● **DATA UNDER STUDY**

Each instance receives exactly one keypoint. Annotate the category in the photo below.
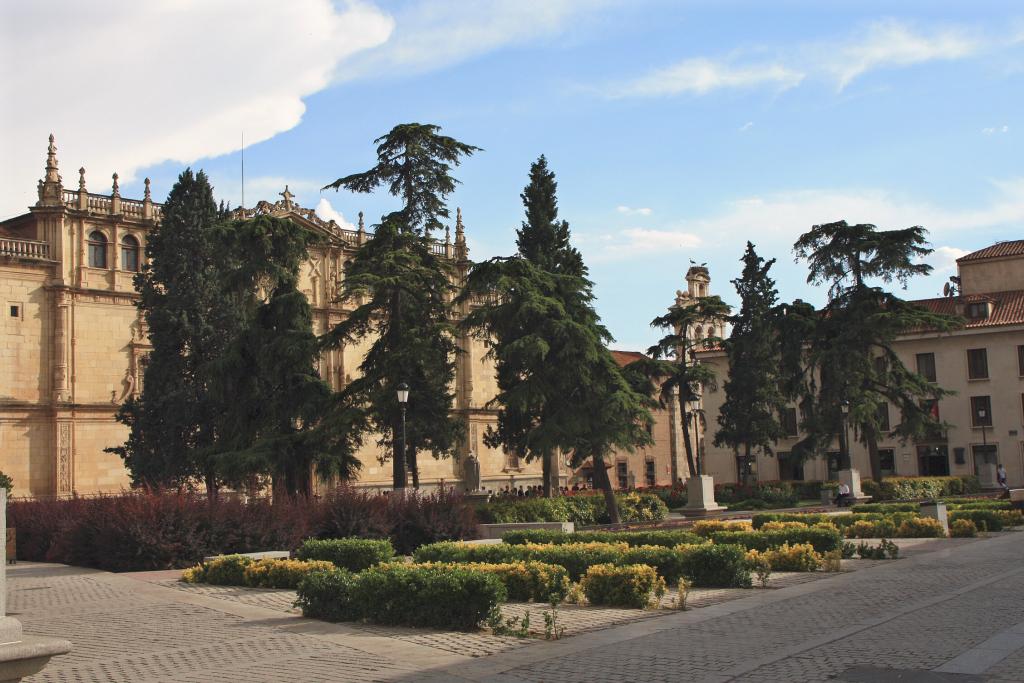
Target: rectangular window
(926, 366)
(981, 411)
(790, 426)
(887, 462)
(977, 364)
(884, 418)
(933, 461)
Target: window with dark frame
(977, 364)
(981, 411)
(790, 423)
(926, 366)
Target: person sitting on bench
(843, 496)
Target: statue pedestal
(700, 497)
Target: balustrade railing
(25, 249)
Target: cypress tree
(750, 417)
(402, 292)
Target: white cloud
(438, 33)
(878, 45)
(699, 76)
(629, 211)
(888, 44)
(634, 242)
(125, 84)
(328, 212)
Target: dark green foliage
(581, 509)
(558, 387)
(749, 420)
(442, 597)
(189, 324)
(351, 554)
(667, 539)
(823, 540)
(716, 566)
(849, 357)
(402, 291)
(683, 378)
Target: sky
(677, 130)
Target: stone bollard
(936, 510)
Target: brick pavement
(946, 599)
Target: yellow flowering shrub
(625, 586)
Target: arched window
(97, 250)
(129, 253)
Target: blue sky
(677, 130)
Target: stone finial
(288, 197)
(51, 162)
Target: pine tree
(683, 378)
(403, 291)
(558, 387)
(189, 324)
(750, 417)
(270, 394)
(850, 360)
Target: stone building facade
(982, 364)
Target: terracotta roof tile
(1008, 307)
(1000, 249)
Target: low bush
(708, 527)
(525, 582)
(445, 597)
(667, 538)
(963, 528)
(921, 527)
(241, 570)
(622, 586)
(709, 565)
(351, 554)
(800, 557)
(822, 540)
(582, 509)
(911, 488)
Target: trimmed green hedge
(351, 554)
(581, 508)
(909, 488)
(669, 539)
(823, 540)
(445, 597)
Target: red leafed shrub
(147, 530)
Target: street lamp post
(399, 475)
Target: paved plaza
(949, 610)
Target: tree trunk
(414, 467)
(604, 483)
(686, 438)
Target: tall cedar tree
(849, 356)
(559, 388)
(749, 419)
(403, 293)
(172, 422)
(683, 378)
(266, 382)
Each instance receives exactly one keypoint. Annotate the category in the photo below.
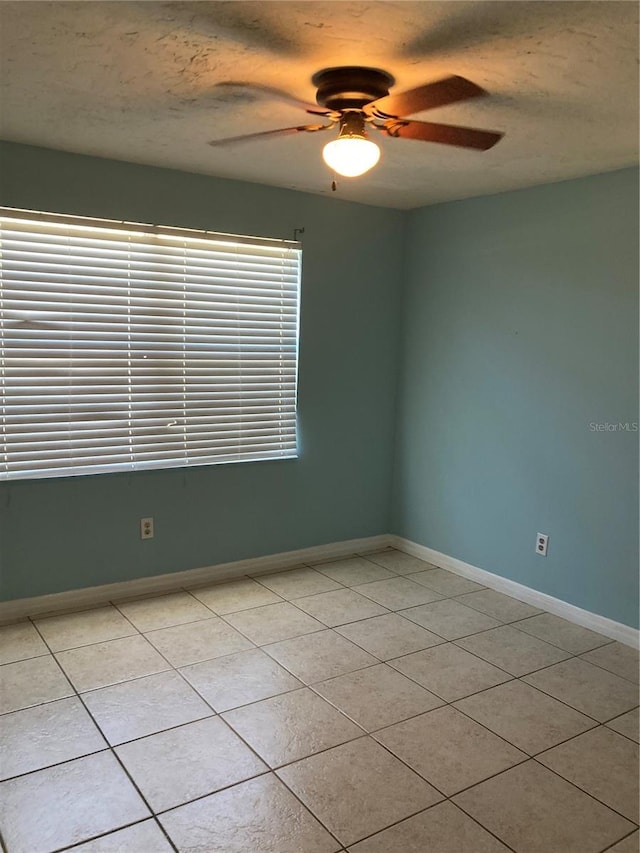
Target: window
(127, 347)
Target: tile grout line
(268, 770)
(310, 685)
(111, 750)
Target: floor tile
(296, 583)
(628, 725)
(617, 658)
(316, 657)
(291, 726)
(602, 763)
(90, 667)
(239, 679)
(163, 611)
(173, 767)
(339, 607)
(273, 623)
(399, 562)
(440, 829)
(592, 690)
(559, 632)
(198, 641)
(31, 682)
(450, 619)
(357, 789)
(398, 593)
(512, 650)
(241, 594)
(354, 571)
(534, 811)
(448, 749)
(500, 606)
(145, 706)
(87, 626)
(389, 636)
(630, 844)
(450, 672)
(66, 804)
(377, 696)
(144, 837)
(46, 734)
(20, 641)
(446, 582)
(260, 816)
(524, 716)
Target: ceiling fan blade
(446, 134)
(265, 134)
(438, 94)
(245, 90)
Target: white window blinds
(128, 347)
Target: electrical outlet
(542, 543)
(146, 528)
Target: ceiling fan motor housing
(350, 87)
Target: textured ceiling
(141, 82)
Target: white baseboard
(81, 599)
(585, 618)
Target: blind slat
(127, 347)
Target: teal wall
(82, 531)
(519, 330)
(504, 326)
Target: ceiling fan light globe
(351, 156)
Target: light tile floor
(375, 704)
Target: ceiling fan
(357, 99)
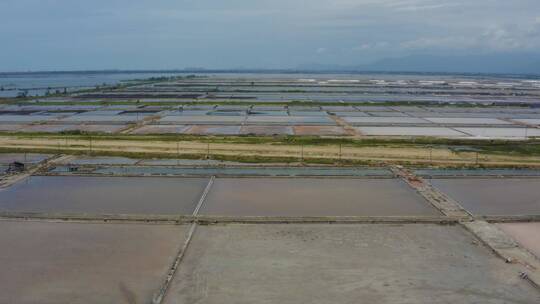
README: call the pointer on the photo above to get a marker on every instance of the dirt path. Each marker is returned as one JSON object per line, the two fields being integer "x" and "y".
{"x": 330, "y": 152}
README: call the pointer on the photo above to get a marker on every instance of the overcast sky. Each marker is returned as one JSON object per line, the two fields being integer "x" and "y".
{"x": 167, "y": 34}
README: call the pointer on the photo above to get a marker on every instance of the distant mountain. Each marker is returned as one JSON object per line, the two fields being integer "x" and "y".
{"x": 494, "y": 63}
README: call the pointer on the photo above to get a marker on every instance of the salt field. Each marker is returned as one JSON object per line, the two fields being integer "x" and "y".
{"x": 526, "y": 234}
{"x": 338, "y": 202}
{"x": 425, "y": 121}
{"x": 44, "y": 262}
{"x": 103, "y": 195}
{"x": 341, "y": 264}
{"x": 313, "y": 197}
{"x": 112, "y": 232}
{"x": 494, "y": 196}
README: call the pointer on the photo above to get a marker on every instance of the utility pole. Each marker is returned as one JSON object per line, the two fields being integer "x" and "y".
{"x": 178, "y": 152}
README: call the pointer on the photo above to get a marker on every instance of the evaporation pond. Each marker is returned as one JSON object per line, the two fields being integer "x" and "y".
{"x": 492, "y": 196}
{"x": 314, "y": 197}
{"x": 103, "y": 195}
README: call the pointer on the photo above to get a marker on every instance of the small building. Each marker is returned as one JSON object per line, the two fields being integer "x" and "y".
{"x": 15, "y": 167}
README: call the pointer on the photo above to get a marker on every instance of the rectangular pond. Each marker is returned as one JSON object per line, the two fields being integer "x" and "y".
{"x": 526, "y": 234}
{"x": 388, "y": 264}
{"x": 491, "y": 196}
{"x": 103, "y": 195}
{"x": 314, "y": 197}
{"x": 45, "y": 262}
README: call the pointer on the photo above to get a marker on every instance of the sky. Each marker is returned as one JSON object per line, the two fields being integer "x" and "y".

● **YOUR TASK**
Every entry must be reproduced exactly, with the images left out.

● **RESPONSE TO THE TASK**
Each instance receives exactly one keypoint. Annotate the category in the photo below.
Target: rectangular window
(926, 366)
(981, 411)
(790, 426)
(887, 462)
(977, 364)
(884, 418)
(933, 461)
Target: window with dark frame
(977, 364)
(981, 411)
(790, 423)
(926, 366)
Target: person sitting on bench
(843, 496)
Target: statue pedestal
(700, 497)
Target: balustrade railing
(25, 249)
Target: cypress tree
(750, 417)
(402, 292)
Target: white cloud
(438, 33)
(878, 45)
(699, 76)
(629, 211)
(888, 44)
(634, 242)
(125, 84)
(328, 212)
Target: dark green foliage
(581, 509)
(558, 387)
(749, 420)
(442, 597)
(189, 324)
(351, 554)
(667, 539)
(823, 540)
(716, 566)
(849, 357)
(402, 291)
(683, 378)
Target: sky
(677, 130)
Target: stone bollard
(936, 510)
Target: brick pavement
(946, 599)
Target: yellow flowering shrub
(625, 586)
Target: arched window
(97, 250)
(129, 253)
Target: blue sky
(677, 130)
Target: stone finial
(288, 197)
(51, 162)
Target: pine tree
(683, 378)
(403, 291)
(558, 387)
(189, 324)
(750, 417)
(270, 394)
(850, 360)
Target: stone building facade
(982, 364)
Target: terracotta roof tile
(1008, 307)
(1000, 249)
Target: low bush
(708, 527)
(525, 582)
(445, 597)
(667, 538)
(963, 528)
(921, 527)
(241, 570)
(622, 586)
(709, 565)
(351, 554)
(800, 557)
(822, 540)
(582, 509)
(911, 488)
Target: trimmed green hedge
(351, 554)
(581, 508)
(909, 488)
(669, 539)
(823, 540)
(445, 597)
Target: red leafed shrub
(147, 530)
Target: street lamp post
(399, 475)
Target: paved plaza
(949, 610)
Target: tree trunk
(414, 467)
(604, 483)
(686, 438)
Target: tall cedar tree
(849, 356)
(559, 388)
(749, 419)
(403, 293)
(172, 422)
(683, 378)
(266, 382)
Each instance receives exactly one keypoint. Annotate the category in the photo below.
Target: window
(127, 347)
Target: tile grout line
(268, 770)
(310, 685)
(111, 750)
Target: floor tile
(296, 583)
(628, 725)
(617, 658)
(316, 657)
(291, 726)
(602, 763)
(90, 667)
(239, 679)
(163, 611)
(173, 767)
(339, 607)
(273, 623)
(399, 562)
(440, 829)
(592, 690)
(559, 632)
(198, 641)
(31, 682)
(450, 619)
(357, 789)
(398, 593)
(512, 650)
(241, 594)
(354, 571)
(534, 811)
(448, 749)
(500, 606)
(145, 706)
(87, 626)
(389, 636)
(630, 844)
(450, 672)
(66, 804)
(377, 696)
(144, 837)
(46, 734)
(20, 641)
(446, 582)
(260, 816)
(524, 716)
Target: ceiling fan blade
(446, 134)
(265, 134)
(438, 94)
(245, 90)
Target: white window blinds
(128, 347)
Target: electrical outlet
(542, 543)
(146, 528)
Target: ceiling fan motor housing
(350, 87)
Target: textured ceiling
(141, 82)
Target: white baseboard
(81, 599)
(585, 618)
Target: blind slat
(127, 347)
Target: teal wall
(82, 531)
(519, 330)
(504, 326)
Target: ceiling fan light globe
(351, 156)
Target: light tile floor
(375, 704)
Target: ceiling fan
(357, 99)
README: call the pointer on the photo above to get a marker on every instance of the dirt path. Each marker is returned as one JSON object per line, the two fields being integer "x" and "y".
{"x": 330, "y": 152}
README: call the pointer on the photo above to get a marker on every instance of the overcast sky. Each marker is returned as one JSON object per line, the two fields being integer "x" and "y".
{"x": 167, "y": 34}
README: call the pointer on the photo above to get a marker on every instance of the distant mountain. Each marker is returned as one JSON object per line, the two fields being integer "x" and "y".
{"x": 494, "y": 63}
README: call the pointer on the photo above to get a marker on every instance of the salt field. Each marker is returned as one JSON object per line, the two fields being integer "x" and "y".
{"x": 526, "y": 234}
{"x": 338, "y": 202}
{"x": 425, "y": 121}
{"x": 44, "y": 262}
{"x": 103, "y": 195}
{"x": 341, "y": 264}
{"x": 313, "y": 197}
{"x": 112, "y": 232}
{"x": 494, "y": 196}
README: call the pointer on the photo above to get a marker on every instance of the utility pole. Each marker is returned as one JSON object per line, the two fields being integer "x" and "y".
{"x": 178, "y": 152}
README: call the pointer on the photo above to get a marker on every instance of the evaporation pond. Each marker is returned as one JSON object per line, the two fields being integer "x" and "y".
{"x": 492, "y": 196}
{"x": 314, "y": 197}
{"x": 103, "y": 195}
README: call the pointer on the photo above to get a marker on every instance of the small building. Each marker is returned as one JSON object per line, the two fields being integer "x" and "y".
{"x": 15, "y": 167}
README: call the pointer on the photo above to get a marker on every instance of the rectangular pond. Each marker is returned as one JSON object per line, the two fields being integer "x" and "y".
{"x": 526, "y": 234}
{"x": 388, "y": 264}
{"x": 491, "y": 196}
{"x": 103, "y": 195}
{"x": 314, "y": 197}
{"x": 45, "y": 262}
README: call the pointer on the photo above to get a marker on every instance of the sky. Each marker is returned as one JSON object per line, the two fields being integer "x" and "y".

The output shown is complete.